What the task requires
Would you please transcribe the listing exactly, with no images?
= = =
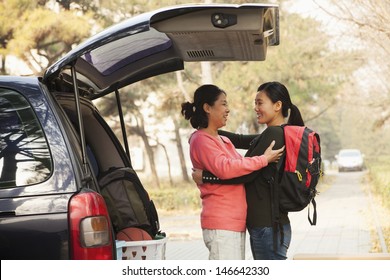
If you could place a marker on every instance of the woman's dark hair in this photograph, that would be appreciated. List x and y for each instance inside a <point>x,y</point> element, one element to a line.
<point>194,111</point>
<point>278,92</point>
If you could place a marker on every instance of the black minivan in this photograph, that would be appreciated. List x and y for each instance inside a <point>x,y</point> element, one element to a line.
<point>54,143</point>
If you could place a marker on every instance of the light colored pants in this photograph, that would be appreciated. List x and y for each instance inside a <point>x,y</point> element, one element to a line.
<point>224,244</point>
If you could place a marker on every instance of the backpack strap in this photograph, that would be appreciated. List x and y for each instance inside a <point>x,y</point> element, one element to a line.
<point>275,210</point>
<point>314,221</point>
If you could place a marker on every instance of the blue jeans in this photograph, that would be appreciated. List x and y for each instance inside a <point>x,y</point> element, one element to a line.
<point>262,243</point>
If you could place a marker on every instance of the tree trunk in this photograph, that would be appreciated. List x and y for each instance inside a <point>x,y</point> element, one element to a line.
<point>180,151</point>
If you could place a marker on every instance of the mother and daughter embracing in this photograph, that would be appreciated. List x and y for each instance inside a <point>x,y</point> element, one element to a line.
<point>234,189</point>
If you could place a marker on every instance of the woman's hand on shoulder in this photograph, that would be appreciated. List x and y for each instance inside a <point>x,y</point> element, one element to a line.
<point>197,176</point>
<point>273,155</point>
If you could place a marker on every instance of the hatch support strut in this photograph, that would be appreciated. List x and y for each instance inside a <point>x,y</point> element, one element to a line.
<point>81,124</point>
<point>124,134</point>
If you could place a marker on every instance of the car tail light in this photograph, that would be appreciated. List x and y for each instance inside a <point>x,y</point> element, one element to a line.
<point>90,228</point>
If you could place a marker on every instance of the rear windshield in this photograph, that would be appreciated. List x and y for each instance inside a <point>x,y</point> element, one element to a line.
<point>24,154</point>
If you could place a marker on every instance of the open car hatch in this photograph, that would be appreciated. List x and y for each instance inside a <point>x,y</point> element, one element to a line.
<point>159,42</point>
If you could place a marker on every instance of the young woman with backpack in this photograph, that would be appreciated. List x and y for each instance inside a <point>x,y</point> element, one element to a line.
<point>224,209</point>
<point>273,107</point>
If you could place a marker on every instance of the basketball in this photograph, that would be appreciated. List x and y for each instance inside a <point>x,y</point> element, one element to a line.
<point>133,234</point>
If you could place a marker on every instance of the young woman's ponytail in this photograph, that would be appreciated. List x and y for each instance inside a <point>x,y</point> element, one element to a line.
<point>194,112</point>
<point>295,117</point>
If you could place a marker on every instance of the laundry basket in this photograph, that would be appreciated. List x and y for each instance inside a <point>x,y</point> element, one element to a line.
<point>141,250</point>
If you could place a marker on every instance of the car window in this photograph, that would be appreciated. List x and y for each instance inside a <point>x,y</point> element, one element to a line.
<point>127,50</point>
<point>24,155</point>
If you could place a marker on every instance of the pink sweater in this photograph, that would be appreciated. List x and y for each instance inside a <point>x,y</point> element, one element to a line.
<point>223,206</point>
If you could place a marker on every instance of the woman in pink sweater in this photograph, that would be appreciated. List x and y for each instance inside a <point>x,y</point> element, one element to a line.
<point>223,217</point>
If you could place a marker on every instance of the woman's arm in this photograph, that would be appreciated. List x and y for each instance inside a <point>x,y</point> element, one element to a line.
<point>240,141</point>
<point>204,176</point>
<point>258,148</point>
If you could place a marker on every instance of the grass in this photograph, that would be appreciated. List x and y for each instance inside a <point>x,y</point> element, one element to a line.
<point>379,183</point>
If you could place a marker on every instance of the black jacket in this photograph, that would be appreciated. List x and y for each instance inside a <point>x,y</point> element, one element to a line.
<point>257,184</point>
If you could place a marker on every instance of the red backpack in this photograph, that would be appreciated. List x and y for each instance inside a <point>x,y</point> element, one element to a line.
<point>299,171</point>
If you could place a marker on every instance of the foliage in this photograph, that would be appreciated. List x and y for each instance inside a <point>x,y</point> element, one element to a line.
<point>380,176</point>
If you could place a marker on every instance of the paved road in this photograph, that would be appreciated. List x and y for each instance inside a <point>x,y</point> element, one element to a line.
<point>343,226</point>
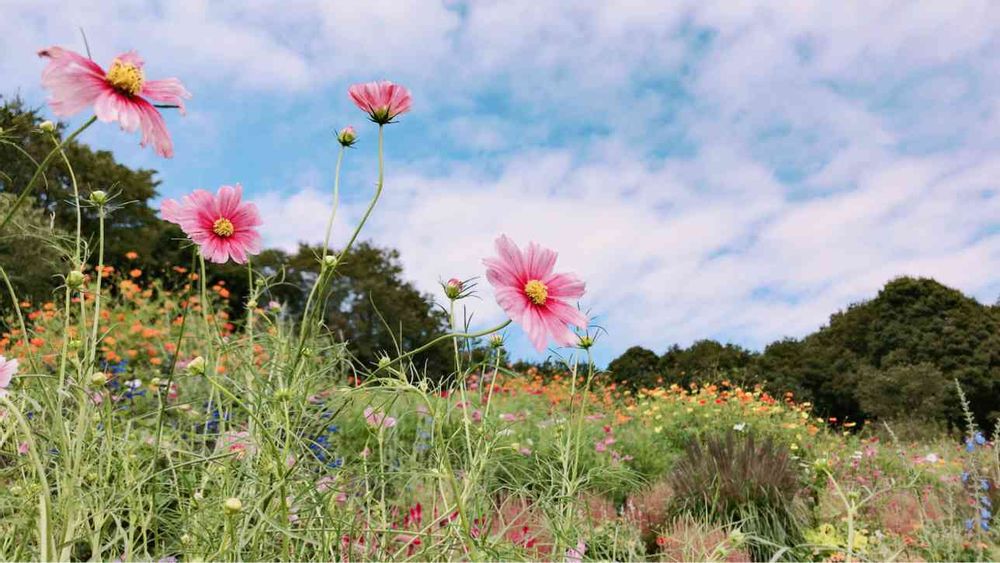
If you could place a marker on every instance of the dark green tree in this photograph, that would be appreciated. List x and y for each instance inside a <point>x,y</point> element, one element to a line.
<point>369,305</point>
<point>133,226</point>
<point>911,321</point>
<point>706,361</point>
<point>636,368</point>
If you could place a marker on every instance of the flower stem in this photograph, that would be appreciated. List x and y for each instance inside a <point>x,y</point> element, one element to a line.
<point>41,169</point>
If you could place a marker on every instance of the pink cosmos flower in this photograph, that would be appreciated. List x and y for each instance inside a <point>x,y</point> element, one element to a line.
<point>221,225</point>
<point>7,370</point>
<point>120,94</point>
<point>382,101</point>
<point>376,418</point>
<point>534,296</point>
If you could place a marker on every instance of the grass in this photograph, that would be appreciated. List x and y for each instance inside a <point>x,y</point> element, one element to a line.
<point>148,423</point>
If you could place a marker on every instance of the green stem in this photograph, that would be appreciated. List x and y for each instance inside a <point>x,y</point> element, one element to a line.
<point>41,169</point>
<point>336,201</point>
<point>97,289</point>
<point>44,496</point>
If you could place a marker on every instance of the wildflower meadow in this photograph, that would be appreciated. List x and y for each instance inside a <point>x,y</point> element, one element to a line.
<point>144,416</point>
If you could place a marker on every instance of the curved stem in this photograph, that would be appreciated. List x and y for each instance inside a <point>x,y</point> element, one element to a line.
<point>41,168</point>
<point>336,201</point>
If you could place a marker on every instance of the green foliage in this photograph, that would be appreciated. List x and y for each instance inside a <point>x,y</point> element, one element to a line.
<point>740,481</point>
<point>706,361</point>
<point>133,226</point>
<point>901,391</point>
<point>911,321</point>
<point>636,368</point>
<point>368,305</point>
<point>29,252</point>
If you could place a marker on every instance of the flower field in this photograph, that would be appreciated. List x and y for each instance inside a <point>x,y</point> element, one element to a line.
<point>143,419</point>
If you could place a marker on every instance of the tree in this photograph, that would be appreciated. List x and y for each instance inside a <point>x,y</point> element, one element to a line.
<point>705,360</point>
<point>910,321</point>
<point>903,391</point>
<point>636,368</point>
<point>30,253</point>
<point>370,306</point>
<point>133,226</point>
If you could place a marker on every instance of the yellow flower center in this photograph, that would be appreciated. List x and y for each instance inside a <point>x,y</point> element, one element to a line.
<point>126,77</point>
<point>537,291</point>
<point>223,227</point>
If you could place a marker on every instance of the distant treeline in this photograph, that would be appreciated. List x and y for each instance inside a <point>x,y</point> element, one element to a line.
<point>894,357</point>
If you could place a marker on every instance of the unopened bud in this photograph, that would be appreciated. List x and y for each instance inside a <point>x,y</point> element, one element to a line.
<point>453,288</point>
<point>98,378</point>
<point>347,136</point>
<point>196,366</point>
<point>75,279</point>
<point>232,506</point>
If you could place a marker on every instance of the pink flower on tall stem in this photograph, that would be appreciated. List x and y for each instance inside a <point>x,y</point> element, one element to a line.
<point>382,101</point>
<point>221,225</point>
<point>532,295</point>
<point>121,93</point>
<point>7,370</point>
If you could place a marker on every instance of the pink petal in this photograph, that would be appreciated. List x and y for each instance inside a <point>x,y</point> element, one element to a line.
= = =
Solution to this task
If you could place a marker on every instance of the woman's dark hair in this photograph, that would be appreciated. List x and y for each instance inside a <point>x,y</point> element, one element to a line.
<point>194,111</point>
<point>278,92</point>
If you could place a marker on every instance of the black minivan in this photograph, that would be appreciated. List x and y for each instance inside a <point>x,y</point> element, one element to a line.
<point>54,143</point>
If you could place a marker on every instance of the light colored pants in this photograph, that would be appreciated. List x and y for each instance inside a <point>x,y</point> element, one element to a line.
<point>224,244</point>
If you could place a marker on every instance of the backpack strap in this photograph, that would be appreciated. List x and y for each instance inside a <point>x,y</point> element, one element to a line.
<point>275,210</point>
<point>314,221</point>
If you could place a marker on every instance of the blue jeans in this photograph, that would be appreciated. List x and y for each instance inside a <point>x,y</point> element, one element to a line.
<point>262,243</point>
If you could place a marker on every instance of the tree trunk in this photograph, that would be appreciated. List x and y for each instance inside a <point>x,y</point> element, one element to a line.
<point>180,151</point>
If you could place a marker on every instance of the mother and daughter embracing in this photograph, that would be appreciated. List x and y for each instance inside a <point>x,y</point> element, one element to a line.
<point>234,189</point>
If you could place a marker on every instance of the woman's hand on shoulder in this photograph, that would be appreciated. List x and y for each instance inside a <point>x,y</point> element, one element to a line.
<point>197,176</point>
<point>273,155</point>
If you could place a marker on every instance of the hatch support strut in this photograph, that would be appreciated. List x and y for each instance inside a <point>x,y</point> element, one element to a line.
<point>81,124</point>
<point>124,134</point>
If you could place a marker on every instance of the car tail light in this photograph, that would be appreciated. List x and y for each instance inside a <point>x,y</point> element, one element to a line.
<point>90,228</point>
If you could place a marker on every instance of the rear windshield in this photograph, that would be appreciated. List x and y for each instance inside a <point>x,y</point> element, one element to a line.
<point>24,154</point>
If you could place a marker on every instance of the open car hatch in this photograph, that would be appreciated. List x and y for each instance inside a <point>x,y</point> element, one element to a line.
<point>159,42</point>
If you could place a marker on every instance of the young woman with backpack in this photograph, that would be appreciated. List x and y for each instance inside a <point>x,y</point> element, one element to a line.
<point>224,209</point>
<point>273,107</point>
If you could place a marker on every instance of the basketball in this photograph, that would be appreciated. List x and y for each instance inside a <point>x,y</point> element, one element to a line.
<point>133,234</point>
If you could place a marker on every instance of the young woman's ponytail in this photograph, that would be appreciated. List x and y for each instance inside a <point>x,y</point> element, one element to a line.
<point>194,112</point>
<point>295,117</point>
If you could place a marker on every instance of the laundry basket in this photograph, that would be appreciated. List x and y for each instance inside a <point>x,y</point> element, one element to a line.
<point>141,250</point>
If you could place a marker on every instance of the car window in this photograph, that would be appreciated. List x and y for each instance inside a <point>x,y</point> element, one element to a line.
<point>127,50</point>
<point>24,155</point>
If you could place a marker on every instance of the pink sweater in this photograph, that would be appreciated. List x and y for each instance inside a <point>x,y</point> element, one element to a line.
<point>223,206</point>
If you could place a marker on every instance of the woman in pink sweater in this photograph, that would be appreciated. List x and y for each instance inside a <point>x,y</point> element, one element to a line.
<point>223,217</point>
If you could place a marker on every instance of the woman's arm in this photograph, that would be appreciated. List x and y for each instance inside a <point>x,y</point> element, one element to a line.
<point>240,141</point>
<point>204,176</point>
<point>258,148</point>
If you could place a marker on every instance of the grass in this photograph, that would be appreciated. List x and y for each instance inside a <point>x,y</point> element, one element to a line.
<point>379,183</point>
If you could place a marker on every instance of the black jacket in this photograph, that would be appreciated. List x and y for each instance inside a <point>x,y</point> element, one element to a line.
<point>257,184</point>
If you could place a marker on every instance of the red backpack in this photograph, that would be appreciated. List x and y for each instance inside a <point>x,y</point> element, one element to a line.
<point>299,171</point>
If you could place a marker on every instance of the foliage in this photograph, that would be appreciated. List x and y for each instance inside a <point>x,y</point> element, one element to a line.
<point>380,176</point>
If you could place a marker on every instance of the paved road in this photograph, that would be appreciated. List x and y for each instance inside a <point>x,y</point> element, one element to a line.
<point>343,226</point>
If you could place a marker on every instance of the dark green tree in this photograph, that would be appreciated. List x and y for each instance inside a <point>x,y</point> element, one element to a line.
<point>369,305</point>
<point>133,226</point>
<point>911,321</point>
<point>706,361</point>
<point>636,368</point>
If you could place a marker on every instance of the flower stem in this photograph, that would be appreciated. List x and y for each instance inside a <point>x,y</point> element, one element to a line.
<point>41,169</point>
If you could place a marker on every instance of the pink cosmos flower in this photograph, that would be appreciated. List x and y for each instance inside a <point>x,y</point> element, one element to a line.
<point>221,225</point>
<point>7,370</point>
<point>120,94</point>
<point>382,101</point>
<point>376,418</point>
<point>534,296</point>
If you could place a marker on every instance of the grass in this photograph, that would be appreciated. List x and y for each instance inside a <point>x,y</point> element, one element to a line.
<point>148,423</point>
If you could place a marker on every instance of the green stem in this photograph, that would be appreciated. List x and y for each instance inside a <point>x,y</point> element, one element to a line.
<point>41,169</point>
<point>336,201</point>
<point>97,289</point>
<point>44,496</point>
If you could place a marker on every instance of the wildflower meadow in this photograph, that would be appreciated. List x and y for each instance inside a <point>x,y</point> element, one element to a line.
<point>144,416</point>
If you could place a marker on every instance of the curved stem in this photograph, that would be appreciated. List x and y for each instance inside a <point>x,y</point> element, one element to a line.
<point>41,168</point>
<point>336,201</point>
If you could place a marker on every instance of the green foliage in this photograph, that would be appreciated. List x and y for each instance inside a <point>x,y</point> element, one element to a line.
<point>740,481</point>
<point>706,361</point>
<point>133,226</point>
<point>901,391</point>
<point>911,321</point>
<point>636,368</point>
<point>368,305</point>
<point>29,252</point>
If you could place a marker on every instance of the flower field in this photograph, that would be appreciated. List x and y for each instance inside a <point>x,y</point> element, one element to a line.
<point>143,419</point>
If you could place a marker on every instance of the tree in this photograph, that would be appreciated. List x and y for each instance inside a <point>x,y</point> element, one element to a line.
<point>705,360</point>
<point>910,321</point>
<point>903,391</point>
<point>636,368</point>
<point>30,253</point>
<point>370,306</point>
<point>133,226</point>
If you could place a marker on every instance of the yellow flower center in this photograph, that would be appreciated. List x and y for each instance inside a <point>x,y</point> element, one element to a line.
<point>126,77</point>
<point>537,291</point>
<point>223,227</point>
If you could place a marker on every instance of the distant treeline in this photograph, that would be appreciated. List x and y for each instance inside a <point>x,y</point> element, one element to a line.
<point>894,357</point>
If you could place a marker on every instance of the unopened bud in this photograph, that would be appreciated. List x and y for each instance inside a <point>x,y</point> element, one element to a line.
<point>453,288</point>
<point>98,378</point>
<point>347,136</point>
<point>196,366</point>
<point>75,279</point>
<point>232,506</point>
If you could place a marker on every instance of the pink flower on tall stem in this photograph, that would be appreciated. List x and y for each instance inside a <point>x,y</point> element, one element to a line.
<point>382,101</point>
<point>221,225</point>
<point>532,295</point>
<point>121,93</point>
<point>7,370</point>
If you could place a marker on every instance of the pink petal in this photograph, that would be appreciated. List x and y for each instance inside a <point>x,y</point> element, one element to a line.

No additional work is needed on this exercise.